* _課題の狙い_
読解文によると、差し戻し審でリベンジポルノについて証拠提出された画像は何枚ですか。

* _読解文_

# # #

公判中は唇の周辺をなめ回したり、別室をのぞこうとしたりして終始、落ち着かない様子。緊張からか時折、笑みを浮かべ、独り言をつぶやく場面があった。
検察側は冒頭陳述で池永被告が別れを切り出した生徒に未練と恨みを募らせ、事件の約3か月前から周到な殺害計画を立てていたと指摘した。2011年7月に交流サイト上で生徒と知り合い、同12月に交際を開始。その際、私大生と身分を偽っていた。昨年1月に別れを告げられた後も、電話やメールを送るなど脅迫行為を繰り返し再三会うように強要していた。
昨年6月に生徒宅に電話をかけた際、父親から連絡をやめるよう注意を受けた。だが、「別の男と交際されるくらいなら殺害しよう」と7月ごろから殺害を計画。自身の手帳には「運送屋を装って近づく」「15~20秒で殺す」と具体的な殺害方法を記した。友人を被害者に見立て“殺害の予行演習”を行い、ナイフを購入したり、ジムに通うなど準備を進めた。
出典:スポーツ報知
東京地裁 (差し戻し審)
2015年2月6日、東京高等裁判所は「(公判前整理手続きにおいて、リベンジポルノに関する)主張・立証を行うことの当否、範囲や程度が議論された形跡は見当たらず、裁判官による論点整理や審理の進め方に誤りがある」として、東京地方裁判所に差し戻す判決を言い渡した。2015年8月7日、池永チャールストーマス被告は児童ポルノ禁止法違反(児童ポルノ公然陳列罪)とわいせつ電磁的記録媒体陳列罪で追起訴された。これらの罪状で当初起訴されなかったのは両親が被害者の名誉が傷つくことを懸念したためであったが、東京高裁の判決を受けて画像・動画投稿行為が罪に反映されずに量刑が軽くなる可能性が出てきたために同年7月に刑事告訴をしたことを受けてのことであった。東京地裁立川支部は期日間整理手続を開き、追起訴した児童買春・ポルノ禁止法違反等を殺人罪等と併合して審理することを決定した。最初の一審では、リベンジポルノについて画像2枚だけを証拠提出されたが、差し戻し審では画像67枚が証拠提出された。弁護側は「いったん判決が出た後に検察側が追起訴したことは公訴権の乱用で違法」と主張したが、東京地裁立川支部は「(画像投稿の)性質、内容を踏まえれば、被害者側の意向が当然考慮されてしかるべき」として問題ないとした。

# # #

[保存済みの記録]
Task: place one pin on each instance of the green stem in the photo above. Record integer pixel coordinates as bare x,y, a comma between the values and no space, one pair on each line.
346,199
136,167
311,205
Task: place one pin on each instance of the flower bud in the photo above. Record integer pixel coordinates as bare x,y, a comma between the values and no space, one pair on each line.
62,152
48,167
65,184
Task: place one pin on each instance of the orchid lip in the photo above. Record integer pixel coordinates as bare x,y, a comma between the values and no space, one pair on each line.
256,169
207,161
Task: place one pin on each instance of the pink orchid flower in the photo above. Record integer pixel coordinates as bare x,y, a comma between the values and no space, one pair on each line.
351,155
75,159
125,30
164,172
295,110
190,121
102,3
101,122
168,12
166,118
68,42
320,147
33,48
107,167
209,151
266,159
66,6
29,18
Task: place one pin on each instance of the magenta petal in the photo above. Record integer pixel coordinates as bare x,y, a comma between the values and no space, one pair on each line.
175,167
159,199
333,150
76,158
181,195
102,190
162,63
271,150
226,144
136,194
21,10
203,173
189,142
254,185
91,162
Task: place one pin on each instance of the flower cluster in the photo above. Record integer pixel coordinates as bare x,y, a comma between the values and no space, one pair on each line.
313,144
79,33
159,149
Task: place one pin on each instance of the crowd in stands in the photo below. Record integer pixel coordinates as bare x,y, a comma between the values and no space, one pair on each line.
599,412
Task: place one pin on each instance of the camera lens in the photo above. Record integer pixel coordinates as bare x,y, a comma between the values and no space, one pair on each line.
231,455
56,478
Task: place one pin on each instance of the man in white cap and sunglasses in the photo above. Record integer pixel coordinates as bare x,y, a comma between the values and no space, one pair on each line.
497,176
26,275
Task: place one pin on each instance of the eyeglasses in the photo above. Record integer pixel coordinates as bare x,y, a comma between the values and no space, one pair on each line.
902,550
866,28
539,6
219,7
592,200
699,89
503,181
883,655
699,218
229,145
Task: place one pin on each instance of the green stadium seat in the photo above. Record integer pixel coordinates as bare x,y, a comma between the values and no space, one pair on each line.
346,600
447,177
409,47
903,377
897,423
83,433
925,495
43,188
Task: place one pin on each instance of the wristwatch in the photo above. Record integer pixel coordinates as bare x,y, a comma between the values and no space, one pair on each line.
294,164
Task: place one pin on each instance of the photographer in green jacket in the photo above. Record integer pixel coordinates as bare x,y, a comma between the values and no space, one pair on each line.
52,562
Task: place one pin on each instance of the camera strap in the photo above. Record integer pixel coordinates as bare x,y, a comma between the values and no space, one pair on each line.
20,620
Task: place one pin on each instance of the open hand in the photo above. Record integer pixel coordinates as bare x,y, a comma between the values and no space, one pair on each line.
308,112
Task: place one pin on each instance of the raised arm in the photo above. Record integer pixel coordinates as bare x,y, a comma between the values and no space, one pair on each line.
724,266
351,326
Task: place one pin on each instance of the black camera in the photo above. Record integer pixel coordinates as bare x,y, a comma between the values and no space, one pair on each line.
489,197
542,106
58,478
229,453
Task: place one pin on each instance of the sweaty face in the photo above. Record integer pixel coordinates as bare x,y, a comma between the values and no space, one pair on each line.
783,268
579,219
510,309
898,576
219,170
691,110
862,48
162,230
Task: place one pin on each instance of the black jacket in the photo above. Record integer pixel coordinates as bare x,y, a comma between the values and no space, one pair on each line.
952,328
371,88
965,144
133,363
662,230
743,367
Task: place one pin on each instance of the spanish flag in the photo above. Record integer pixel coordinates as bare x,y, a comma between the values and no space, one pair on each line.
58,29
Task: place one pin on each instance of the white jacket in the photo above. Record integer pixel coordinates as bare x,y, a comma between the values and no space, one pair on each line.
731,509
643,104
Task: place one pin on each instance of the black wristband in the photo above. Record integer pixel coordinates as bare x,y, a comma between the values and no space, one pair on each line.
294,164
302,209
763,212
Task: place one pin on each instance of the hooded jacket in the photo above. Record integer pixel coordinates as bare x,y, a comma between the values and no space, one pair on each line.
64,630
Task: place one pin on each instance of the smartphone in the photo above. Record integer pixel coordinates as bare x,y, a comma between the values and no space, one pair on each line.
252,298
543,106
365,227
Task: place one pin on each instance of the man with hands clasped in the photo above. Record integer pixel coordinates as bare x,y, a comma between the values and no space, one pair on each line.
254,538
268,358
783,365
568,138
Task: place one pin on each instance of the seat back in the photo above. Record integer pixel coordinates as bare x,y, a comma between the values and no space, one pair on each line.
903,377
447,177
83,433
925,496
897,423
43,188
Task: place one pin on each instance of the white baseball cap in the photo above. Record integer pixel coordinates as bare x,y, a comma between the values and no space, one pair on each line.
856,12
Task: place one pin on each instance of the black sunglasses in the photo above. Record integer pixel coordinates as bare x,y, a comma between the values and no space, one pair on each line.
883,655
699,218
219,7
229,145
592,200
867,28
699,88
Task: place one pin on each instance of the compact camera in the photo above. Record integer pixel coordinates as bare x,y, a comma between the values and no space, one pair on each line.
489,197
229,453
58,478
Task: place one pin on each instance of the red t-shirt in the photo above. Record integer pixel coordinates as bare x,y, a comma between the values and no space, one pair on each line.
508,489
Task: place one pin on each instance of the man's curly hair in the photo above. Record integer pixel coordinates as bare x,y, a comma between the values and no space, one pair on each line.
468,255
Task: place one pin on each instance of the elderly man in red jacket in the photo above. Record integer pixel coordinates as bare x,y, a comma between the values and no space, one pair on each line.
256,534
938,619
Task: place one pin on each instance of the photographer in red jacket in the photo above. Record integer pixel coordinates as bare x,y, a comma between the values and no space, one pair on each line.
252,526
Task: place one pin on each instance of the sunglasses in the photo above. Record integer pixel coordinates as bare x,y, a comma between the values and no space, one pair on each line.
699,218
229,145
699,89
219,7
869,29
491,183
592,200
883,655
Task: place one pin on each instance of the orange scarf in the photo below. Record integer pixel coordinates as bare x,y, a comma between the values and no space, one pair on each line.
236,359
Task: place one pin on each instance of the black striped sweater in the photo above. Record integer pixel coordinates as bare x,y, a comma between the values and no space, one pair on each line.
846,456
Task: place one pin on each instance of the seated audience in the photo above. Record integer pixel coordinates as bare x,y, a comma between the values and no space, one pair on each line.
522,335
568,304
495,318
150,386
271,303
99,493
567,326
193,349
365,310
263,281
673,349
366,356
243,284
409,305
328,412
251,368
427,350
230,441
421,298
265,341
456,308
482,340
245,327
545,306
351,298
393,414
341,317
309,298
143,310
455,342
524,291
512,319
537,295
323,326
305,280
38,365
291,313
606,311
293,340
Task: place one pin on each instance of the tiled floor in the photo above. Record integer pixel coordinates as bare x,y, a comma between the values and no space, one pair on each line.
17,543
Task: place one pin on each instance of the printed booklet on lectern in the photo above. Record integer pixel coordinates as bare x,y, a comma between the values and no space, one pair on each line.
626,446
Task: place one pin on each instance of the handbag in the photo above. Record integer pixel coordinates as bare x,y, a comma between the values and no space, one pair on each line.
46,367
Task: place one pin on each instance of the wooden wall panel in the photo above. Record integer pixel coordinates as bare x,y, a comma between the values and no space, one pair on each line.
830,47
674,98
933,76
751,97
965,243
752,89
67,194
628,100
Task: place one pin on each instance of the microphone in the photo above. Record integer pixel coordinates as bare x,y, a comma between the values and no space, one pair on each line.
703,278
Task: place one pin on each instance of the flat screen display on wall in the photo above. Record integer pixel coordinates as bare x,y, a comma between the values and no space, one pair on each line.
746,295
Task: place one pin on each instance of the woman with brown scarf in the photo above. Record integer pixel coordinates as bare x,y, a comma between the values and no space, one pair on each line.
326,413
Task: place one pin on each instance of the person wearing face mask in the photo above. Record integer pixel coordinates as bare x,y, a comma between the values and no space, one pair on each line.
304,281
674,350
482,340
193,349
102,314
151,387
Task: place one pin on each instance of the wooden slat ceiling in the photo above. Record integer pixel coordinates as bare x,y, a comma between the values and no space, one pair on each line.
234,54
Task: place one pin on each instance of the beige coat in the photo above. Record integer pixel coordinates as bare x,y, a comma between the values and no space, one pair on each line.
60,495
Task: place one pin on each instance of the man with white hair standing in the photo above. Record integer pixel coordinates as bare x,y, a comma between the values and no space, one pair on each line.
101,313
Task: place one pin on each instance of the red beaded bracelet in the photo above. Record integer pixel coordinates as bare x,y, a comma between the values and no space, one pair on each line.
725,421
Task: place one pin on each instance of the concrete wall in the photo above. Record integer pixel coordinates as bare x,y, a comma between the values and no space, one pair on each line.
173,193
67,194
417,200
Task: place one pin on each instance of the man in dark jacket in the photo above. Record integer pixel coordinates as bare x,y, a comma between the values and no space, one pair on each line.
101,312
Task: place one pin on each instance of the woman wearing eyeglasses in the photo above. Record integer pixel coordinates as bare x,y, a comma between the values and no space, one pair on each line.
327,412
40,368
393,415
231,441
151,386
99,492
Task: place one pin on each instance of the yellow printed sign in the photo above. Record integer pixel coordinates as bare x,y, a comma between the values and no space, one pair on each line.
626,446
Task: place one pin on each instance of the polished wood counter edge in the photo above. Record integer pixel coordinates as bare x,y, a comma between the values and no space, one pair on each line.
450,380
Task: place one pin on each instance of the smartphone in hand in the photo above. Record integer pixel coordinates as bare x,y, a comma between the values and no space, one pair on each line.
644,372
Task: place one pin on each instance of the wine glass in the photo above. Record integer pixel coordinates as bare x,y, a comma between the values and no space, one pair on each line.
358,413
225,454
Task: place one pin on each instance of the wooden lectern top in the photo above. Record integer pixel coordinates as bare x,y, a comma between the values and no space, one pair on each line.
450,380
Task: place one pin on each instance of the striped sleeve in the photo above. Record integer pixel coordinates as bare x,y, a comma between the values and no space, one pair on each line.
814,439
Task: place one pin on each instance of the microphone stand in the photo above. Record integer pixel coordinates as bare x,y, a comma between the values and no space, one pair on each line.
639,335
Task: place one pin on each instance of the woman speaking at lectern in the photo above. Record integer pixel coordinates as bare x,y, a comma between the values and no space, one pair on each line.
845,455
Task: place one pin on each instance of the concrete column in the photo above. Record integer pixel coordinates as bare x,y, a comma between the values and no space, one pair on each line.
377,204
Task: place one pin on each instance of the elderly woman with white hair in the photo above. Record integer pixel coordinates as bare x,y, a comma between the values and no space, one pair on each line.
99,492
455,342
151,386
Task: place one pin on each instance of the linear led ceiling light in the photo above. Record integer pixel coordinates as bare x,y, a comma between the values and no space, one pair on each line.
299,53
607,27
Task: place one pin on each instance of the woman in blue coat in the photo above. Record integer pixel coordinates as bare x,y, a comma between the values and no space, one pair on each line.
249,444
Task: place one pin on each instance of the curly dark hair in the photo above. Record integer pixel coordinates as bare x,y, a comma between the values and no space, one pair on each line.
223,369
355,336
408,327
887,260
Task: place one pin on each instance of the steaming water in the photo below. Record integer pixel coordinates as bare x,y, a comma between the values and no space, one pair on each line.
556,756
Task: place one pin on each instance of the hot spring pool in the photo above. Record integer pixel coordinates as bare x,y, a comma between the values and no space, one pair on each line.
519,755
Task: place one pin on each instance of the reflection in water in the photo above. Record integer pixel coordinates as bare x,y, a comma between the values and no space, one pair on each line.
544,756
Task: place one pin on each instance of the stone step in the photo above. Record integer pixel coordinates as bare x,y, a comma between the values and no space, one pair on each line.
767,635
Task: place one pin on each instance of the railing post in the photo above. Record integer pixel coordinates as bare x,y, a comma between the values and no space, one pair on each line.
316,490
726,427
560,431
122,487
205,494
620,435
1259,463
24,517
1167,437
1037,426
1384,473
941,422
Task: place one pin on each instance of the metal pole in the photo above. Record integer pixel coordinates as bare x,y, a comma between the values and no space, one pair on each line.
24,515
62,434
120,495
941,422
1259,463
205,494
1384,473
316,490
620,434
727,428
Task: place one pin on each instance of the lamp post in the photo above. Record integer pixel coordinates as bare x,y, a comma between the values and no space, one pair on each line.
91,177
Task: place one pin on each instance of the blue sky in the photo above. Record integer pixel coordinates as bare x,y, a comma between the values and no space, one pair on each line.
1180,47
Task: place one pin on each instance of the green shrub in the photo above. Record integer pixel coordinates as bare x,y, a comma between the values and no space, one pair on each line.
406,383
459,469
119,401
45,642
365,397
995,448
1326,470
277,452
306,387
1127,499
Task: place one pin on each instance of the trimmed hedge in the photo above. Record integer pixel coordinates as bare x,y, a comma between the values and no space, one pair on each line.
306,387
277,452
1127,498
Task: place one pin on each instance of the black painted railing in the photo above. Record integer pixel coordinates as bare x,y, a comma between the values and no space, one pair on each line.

# # #

* _記述回答_
67枚です。